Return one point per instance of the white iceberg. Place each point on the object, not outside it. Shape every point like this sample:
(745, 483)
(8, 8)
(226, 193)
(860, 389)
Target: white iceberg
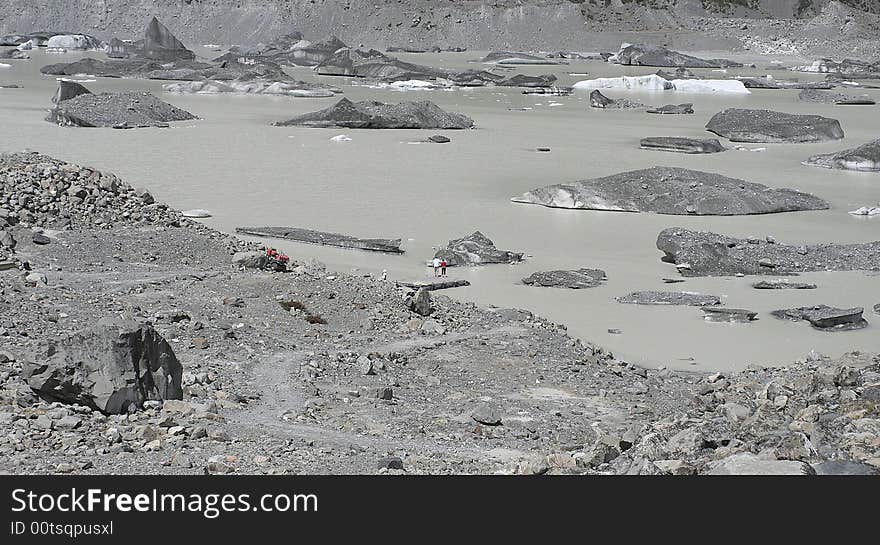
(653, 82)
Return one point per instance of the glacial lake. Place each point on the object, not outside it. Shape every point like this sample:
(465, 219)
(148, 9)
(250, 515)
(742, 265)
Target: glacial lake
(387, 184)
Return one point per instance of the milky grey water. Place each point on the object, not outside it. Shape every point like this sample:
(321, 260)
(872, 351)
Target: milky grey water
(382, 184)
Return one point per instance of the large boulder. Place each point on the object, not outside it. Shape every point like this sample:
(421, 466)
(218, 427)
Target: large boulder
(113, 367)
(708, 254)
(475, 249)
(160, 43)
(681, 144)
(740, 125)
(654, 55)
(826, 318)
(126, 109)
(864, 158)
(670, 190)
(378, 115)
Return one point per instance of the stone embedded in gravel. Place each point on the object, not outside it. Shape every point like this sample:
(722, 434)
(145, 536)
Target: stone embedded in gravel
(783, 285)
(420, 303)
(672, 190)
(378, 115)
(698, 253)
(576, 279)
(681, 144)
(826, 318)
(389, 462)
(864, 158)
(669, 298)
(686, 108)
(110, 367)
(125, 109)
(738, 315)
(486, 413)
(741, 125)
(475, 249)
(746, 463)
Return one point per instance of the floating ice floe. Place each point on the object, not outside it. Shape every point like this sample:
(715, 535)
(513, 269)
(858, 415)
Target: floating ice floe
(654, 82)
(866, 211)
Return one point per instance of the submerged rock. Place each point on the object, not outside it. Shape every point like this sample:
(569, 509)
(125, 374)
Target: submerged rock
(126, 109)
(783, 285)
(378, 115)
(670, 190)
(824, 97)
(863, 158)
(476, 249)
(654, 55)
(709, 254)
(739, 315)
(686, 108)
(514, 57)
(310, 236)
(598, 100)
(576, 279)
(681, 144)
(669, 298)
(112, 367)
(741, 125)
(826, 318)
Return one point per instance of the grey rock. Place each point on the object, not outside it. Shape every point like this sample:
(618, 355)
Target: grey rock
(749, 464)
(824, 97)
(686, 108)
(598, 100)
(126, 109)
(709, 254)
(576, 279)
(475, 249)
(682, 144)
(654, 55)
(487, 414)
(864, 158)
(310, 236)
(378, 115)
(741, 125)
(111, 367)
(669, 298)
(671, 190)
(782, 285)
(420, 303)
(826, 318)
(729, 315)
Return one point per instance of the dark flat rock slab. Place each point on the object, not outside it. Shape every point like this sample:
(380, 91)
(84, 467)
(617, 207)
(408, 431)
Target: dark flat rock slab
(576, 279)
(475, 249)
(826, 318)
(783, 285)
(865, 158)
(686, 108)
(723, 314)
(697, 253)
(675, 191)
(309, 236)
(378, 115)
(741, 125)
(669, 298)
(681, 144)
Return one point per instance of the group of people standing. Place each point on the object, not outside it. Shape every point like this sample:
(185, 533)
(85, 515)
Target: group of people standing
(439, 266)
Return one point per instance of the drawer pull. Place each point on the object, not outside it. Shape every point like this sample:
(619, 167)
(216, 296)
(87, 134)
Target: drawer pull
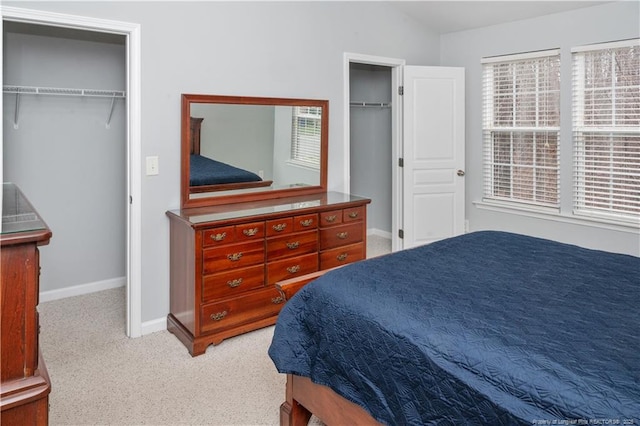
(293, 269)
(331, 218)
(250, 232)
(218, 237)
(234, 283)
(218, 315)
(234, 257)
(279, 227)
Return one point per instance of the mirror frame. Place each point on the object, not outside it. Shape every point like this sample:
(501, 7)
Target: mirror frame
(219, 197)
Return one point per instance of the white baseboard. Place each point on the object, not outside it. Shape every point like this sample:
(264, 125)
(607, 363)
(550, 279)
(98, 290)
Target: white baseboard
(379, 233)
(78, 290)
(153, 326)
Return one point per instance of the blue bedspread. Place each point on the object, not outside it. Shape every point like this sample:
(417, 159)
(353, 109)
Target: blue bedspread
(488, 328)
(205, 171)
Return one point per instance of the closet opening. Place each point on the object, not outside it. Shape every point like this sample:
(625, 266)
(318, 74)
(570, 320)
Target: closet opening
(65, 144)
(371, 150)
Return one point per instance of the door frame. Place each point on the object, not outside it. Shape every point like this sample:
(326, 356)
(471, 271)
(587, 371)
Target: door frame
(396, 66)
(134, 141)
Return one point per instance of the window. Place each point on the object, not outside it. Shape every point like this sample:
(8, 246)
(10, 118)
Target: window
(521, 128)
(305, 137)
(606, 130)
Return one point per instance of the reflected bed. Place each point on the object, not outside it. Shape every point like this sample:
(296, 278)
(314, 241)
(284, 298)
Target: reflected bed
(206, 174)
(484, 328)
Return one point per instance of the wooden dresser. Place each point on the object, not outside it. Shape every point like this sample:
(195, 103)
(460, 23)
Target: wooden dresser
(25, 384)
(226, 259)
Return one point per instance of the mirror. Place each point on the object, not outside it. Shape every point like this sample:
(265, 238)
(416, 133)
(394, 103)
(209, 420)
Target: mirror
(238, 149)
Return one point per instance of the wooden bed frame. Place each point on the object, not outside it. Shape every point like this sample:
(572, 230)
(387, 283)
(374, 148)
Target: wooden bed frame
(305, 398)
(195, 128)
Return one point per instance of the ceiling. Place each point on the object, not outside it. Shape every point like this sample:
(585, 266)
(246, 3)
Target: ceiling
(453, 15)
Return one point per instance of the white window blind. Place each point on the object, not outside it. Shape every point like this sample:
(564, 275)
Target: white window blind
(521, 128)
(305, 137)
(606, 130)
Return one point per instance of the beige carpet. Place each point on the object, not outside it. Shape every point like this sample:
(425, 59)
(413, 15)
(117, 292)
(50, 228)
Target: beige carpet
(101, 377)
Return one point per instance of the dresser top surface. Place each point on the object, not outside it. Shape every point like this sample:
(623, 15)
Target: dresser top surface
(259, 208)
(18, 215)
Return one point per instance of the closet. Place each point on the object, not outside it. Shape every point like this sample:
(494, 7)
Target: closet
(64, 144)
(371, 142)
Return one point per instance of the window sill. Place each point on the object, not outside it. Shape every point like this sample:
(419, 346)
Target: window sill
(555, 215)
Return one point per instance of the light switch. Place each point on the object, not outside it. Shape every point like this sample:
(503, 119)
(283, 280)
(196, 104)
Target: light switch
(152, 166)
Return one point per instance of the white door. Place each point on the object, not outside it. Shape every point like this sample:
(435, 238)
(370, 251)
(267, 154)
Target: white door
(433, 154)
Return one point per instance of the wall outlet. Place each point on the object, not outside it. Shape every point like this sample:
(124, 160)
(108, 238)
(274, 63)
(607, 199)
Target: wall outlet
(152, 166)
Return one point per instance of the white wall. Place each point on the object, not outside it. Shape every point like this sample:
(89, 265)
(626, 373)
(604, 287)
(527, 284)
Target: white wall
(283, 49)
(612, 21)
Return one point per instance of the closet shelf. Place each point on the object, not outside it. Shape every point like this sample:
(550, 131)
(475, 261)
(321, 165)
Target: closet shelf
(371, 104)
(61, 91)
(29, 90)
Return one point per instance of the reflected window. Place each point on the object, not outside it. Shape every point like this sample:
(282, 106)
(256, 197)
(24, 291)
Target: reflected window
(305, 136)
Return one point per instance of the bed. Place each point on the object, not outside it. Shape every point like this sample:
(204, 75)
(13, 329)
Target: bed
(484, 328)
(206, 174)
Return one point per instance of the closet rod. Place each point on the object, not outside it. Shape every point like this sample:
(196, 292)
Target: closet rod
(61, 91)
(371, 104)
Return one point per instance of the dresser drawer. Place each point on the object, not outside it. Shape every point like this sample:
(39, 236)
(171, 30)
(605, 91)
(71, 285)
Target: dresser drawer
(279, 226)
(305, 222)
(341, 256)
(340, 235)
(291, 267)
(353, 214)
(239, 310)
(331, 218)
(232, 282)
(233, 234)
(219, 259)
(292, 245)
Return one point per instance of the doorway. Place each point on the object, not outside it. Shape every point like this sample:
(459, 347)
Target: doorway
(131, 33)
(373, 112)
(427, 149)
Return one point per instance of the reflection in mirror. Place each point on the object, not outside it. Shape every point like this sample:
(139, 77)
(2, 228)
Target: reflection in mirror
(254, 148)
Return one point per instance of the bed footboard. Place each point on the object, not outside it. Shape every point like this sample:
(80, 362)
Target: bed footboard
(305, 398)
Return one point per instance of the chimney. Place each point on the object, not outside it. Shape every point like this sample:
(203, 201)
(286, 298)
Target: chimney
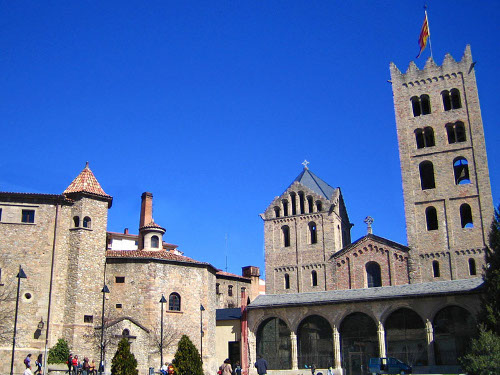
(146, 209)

==

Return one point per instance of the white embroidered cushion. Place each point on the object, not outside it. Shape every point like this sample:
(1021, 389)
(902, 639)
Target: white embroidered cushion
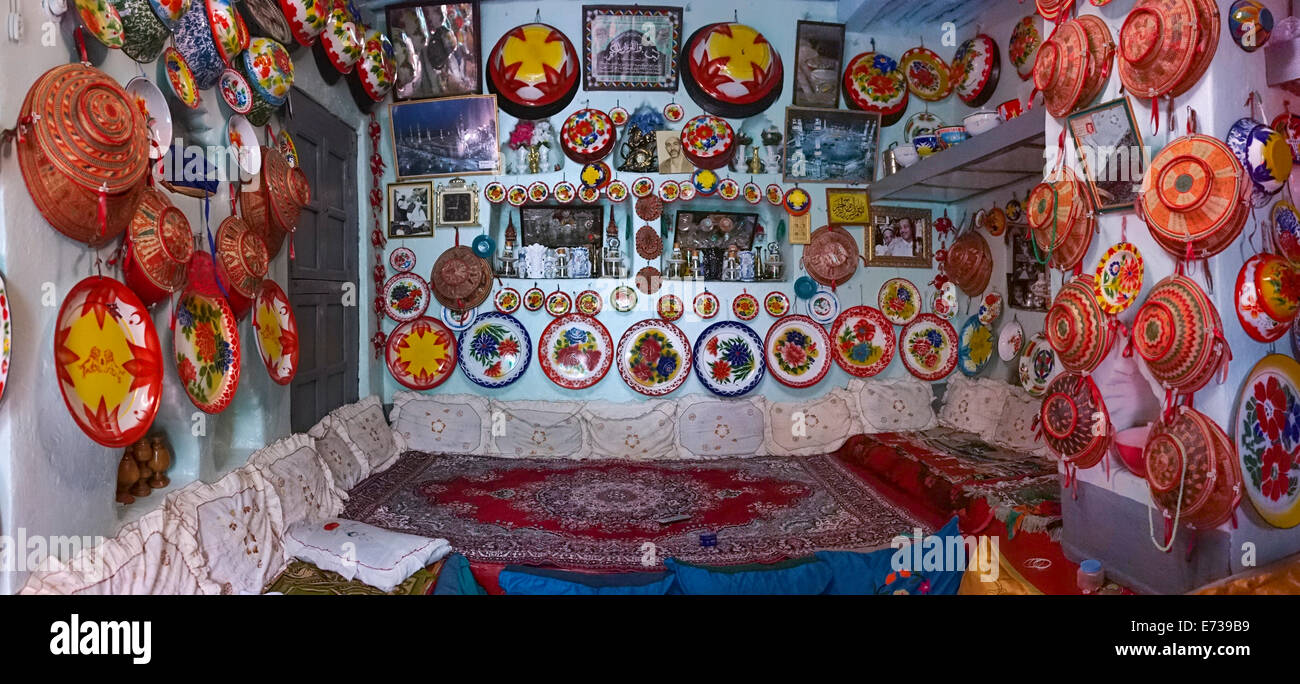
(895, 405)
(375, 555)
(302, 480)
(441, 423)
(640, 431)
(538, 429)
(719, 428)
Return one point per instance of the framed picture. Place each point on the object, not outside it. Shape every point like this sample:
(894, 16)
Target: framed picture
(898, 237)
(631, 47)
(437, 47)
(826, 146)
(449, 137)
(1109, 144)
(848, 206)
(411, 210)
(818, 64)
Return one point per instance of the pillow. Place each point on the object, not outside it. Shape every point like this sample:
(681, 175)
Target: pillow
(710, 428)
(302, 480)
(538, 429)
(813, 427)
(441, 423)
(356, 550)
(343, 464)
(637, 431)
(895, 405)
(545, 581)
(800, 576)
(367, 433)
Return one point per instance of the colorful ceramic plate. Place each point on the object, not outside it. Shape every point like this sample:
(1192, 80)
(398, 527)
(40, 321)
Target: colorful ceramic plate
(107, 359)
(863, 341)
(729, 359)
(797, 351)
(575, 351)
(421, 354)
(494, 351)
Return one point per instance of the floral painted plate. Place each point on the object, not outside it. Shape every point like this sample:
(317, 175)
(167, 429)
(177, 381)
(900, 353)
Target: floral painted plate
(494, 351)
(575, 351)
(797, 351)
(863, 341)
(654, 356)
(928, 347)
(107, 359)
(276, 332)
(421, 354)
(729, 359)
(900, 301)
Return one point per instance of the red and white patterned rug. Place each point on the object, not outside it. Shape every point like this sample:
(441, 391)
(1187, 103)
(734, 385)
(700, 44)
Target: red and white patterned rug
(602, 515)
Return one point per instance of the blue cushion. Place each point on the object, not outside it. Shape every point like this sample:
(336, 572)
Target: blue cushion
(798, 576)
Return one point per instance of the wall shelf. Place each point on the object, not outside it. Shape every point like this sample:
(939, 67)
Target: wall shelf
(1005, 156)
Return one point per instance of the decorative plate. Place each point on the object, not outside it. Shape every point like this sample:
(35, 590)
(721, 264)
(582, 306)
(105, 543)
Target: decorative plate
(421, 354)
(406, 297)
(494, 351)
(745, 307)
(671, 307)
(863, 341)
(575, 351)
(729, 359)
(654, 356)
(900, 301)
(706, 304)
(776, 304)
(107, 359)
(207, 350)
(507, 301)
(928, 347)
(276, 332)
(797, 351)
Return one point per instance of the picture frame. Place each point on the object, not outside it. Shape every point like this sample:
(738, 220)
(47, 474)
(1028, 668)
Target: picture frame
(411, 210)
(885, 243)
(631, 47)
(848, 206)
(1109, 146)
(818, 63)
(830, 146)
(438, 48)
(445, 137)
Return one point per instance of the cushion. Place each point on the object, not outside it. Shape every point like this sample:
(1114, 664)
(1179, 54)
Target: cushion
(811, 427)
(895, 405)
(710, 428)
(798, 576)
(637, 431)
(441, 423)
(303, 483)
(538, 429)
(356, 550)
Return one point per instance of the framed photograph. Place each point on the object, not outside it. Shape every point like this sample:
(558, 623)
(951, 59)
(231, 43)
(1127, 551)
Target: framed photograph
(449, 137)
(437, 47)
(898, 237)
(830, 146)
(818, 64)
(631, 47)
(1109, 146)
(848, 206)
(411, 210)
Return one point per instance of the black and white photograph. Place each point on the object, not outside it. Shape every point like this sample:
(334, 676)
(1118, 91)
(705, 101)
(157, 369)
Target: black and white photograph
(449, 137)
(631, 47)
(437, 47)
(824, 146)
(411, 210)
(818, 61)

...

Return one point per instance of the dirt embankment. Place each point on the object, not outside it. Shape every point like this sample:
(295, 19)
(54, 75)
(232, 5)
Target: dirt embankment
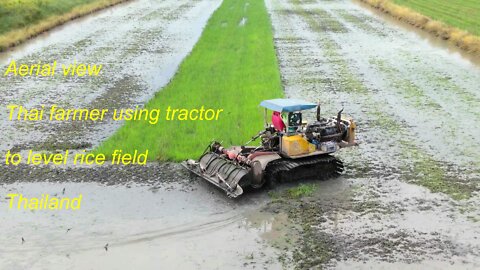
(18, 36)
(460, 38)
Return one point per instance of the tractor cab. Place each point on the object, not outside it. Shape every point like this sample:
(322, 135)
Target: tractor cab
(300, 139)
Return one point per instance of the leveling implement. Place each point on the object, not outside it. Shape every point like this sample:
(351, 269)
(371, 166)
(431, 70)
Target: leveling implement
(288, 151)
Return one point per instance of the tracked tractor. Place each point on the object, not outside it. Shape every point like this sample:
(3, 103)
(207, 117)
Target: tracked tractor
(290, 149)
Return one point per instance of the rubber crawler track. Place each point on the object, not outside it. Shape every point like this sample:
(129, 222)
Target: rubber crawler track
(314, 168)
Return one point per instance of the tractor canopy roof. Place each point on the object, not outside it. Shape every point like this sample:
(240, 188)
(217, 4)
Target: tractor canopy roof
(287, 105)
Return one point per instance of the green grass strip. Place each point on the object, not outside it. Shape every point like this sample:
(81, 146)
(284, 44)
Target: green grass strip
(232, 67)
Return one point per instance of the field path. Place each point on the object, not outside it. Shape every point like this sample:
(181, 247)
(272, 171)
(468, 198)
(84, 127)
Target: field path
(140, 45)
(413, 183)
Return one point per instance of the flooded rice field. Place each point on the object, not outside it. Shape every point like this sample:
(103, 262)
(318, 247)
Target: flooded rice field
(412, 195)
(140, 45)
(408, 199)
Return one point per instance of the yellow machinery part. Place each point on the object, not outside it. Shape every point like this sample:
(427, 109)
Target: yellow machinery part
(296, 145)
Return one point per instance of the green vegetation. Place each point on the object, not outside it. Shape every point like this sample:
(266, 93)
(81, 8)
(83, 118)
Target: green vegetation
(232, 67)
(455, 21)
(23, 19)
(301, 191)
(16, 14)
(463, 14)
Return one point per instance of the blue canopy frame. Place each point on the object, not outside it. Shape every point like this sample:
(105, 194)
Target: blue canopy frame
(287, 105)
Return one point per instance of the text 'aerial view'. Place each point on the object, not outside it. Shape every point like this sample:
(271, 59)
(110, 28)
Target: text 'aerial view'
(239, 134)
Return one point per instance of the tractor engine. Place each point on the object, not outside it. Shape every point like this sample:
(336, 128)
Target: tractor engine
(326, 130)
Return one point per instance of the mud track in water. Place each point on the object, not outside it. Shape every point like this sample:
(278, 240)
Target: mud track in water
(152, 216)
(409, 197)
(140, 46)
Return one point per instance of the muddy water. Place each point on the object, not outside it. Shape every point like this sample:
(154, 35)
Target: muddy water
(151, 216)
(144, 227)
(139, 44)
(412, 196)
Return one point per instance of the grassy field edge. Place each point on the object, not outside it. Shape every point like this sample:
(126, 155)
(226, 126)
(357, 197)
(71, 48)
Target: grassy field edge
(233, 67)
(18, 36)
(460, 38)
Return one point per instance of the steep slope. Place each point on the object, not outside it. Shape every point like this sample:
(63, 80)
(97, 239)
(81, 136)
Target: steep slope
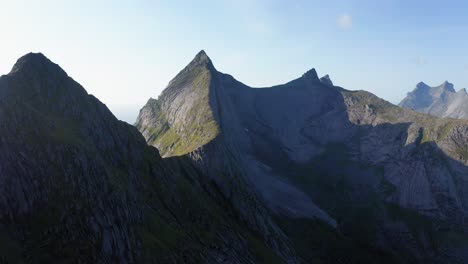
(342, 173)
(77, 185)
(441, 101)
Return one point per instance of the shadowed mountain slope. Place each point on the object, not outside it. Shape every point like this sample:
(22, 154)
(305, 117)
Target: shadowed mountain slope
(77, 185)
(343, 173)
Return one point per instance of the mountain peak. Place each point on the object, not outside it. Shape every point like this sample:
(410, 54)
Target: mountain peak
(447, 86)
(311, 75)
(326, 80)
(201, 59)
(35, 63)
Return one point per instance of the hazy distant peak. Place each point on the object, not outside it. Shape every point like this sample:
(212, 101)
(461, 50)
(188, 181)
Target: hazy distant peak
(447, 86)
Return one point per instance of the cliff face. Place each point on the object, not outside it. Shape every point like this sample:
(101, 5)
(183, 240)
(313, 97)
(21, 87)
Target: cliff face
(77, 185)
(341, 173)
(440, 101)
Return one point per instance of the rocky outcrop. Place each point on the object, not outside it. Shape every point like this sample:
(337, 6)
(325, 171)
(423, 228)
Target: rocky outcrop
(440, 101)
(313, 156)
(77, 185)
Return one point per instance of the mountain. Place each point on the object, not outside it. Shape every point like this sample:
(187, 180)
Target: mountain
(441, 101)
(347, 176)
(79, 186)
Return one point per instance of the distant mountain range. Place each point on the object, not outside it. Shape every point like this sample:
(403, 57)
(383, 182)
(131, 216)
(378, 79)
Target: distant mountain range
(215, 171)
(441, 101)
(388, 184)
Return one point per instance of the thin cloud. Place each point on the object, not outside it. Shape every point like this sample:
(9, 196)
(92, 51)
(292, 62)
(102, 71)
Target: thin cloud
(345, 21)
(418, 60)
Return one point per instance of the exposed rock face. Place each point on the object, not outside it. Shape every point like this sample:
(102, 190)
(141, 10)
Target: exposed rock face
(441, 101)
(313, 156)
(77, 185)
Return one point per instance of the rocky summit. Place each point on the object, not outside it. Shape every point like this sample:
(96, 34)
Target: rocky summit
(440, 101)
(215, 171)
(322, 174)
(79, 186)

Your instructions:
Select every line above that contains the word "pillow", and copy each one.

The response:
Return one point per instance of the pillow. Place each point on the object, not outside it. Shape every point like this sample:
Target: pillow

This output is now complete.